● **Exercise details**
Extract the entries in their exact form.

[Natural-language object grounding data]
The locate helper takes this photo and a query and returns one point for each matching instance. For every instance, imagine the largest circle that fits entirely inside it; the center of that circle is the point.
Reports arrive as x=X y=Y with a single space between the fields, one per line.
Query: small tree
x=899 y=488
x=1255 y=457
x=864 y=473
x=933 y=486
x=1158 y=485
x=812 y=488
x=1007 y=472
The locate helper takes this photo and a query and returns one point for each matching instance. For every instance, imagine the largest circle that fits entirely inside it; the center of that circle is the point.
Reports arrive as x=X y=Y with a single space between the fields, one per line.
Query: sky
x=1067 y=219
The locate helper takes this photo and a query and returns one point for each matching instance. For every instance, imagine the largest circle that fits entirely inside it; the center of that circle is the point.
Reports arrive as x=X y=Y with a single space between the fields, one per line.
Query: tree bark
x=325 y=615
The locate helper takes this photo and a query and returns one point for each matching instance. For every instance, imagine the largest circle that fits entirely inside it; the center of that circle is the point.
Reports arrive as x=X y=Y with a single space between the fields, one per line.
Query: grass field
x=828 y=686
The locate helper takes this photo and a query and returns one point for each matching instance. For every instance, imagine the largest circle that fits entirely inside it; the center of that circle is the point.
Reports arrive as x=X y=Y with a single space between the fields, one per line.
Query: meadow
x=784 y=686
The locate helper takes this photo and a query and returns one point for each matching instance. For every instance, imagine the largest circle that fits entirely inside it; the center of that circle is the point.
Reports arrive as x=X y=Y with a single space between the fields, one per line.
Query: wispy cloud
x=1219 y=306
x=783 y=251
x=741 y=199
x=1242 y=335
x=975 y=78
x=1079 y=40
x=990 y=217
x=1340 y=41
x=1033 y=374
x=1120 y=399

● **Worked solution**
The locate helper takes this photo and a query and returns one point for each matching instance. For every instance, imagine the largest circle that fits entirely inside it; the center of that circle is the point.
Reports arrive as x=X y=Y with a single space between the fields, one per line.
Query: small tree
x=899 y=488
x=1255 y=457
x=864 y=473
x=933 y=486
x=1158 y=485
x=812 y=488
x=1007 y=472
The locate helper takes this photo and a query and returns one point for each matching instance. For every instance, imagine the largest circle that fits entirely inside it; the center of that circle is the point.
Reports arrive as x=X y=Y with a single space between the fields, one per line.
Query: sky
x=1067 y=219
The locate helper takes this photo and a query and returns one point for each matching instance. For every instance, imagine the largest circle that fits entirely inside it; the center of that circle is the point.
Reports arrive as x=X y=Y with a single space between the fields, one per line.
Query: tree bark
x=325 y=615
The locate helper takes this photo and a query and returns one point for each matching instance. For every instance, imagine the largest circle that fits entirely inside it; the center of that circle is the point.
Reports arrive as x=X y=Y with a single space between the fields, one per line.
Query: grass field
x=828 y=686
The locate helper takes this photo and a query and returns one point for each matching instance. For every instance, imagine the largest circle that fits entirely inside it; the center of that circle is the point.
Reports arrive as x=X y=Y with a single space between the fields, one per line.
Query: meadow
x=784 y=686
The locate helper takes this photo and a query and returns one point for each matching instance. For every instance, imagine the largest circle that fits entirely inside it; the center of that circle is the point.
Reports arrive as x=X y=Y with a single space between the fields, one per line.
Query: wispy cloud
x=1219 y=306
x=783 y=251
x=741 y=199
x=1242 y=335
x=975 y=78
x=1079 y=40
x=990 y=217
x=1340 y=41
x=1033 y=374
x=1120 y=399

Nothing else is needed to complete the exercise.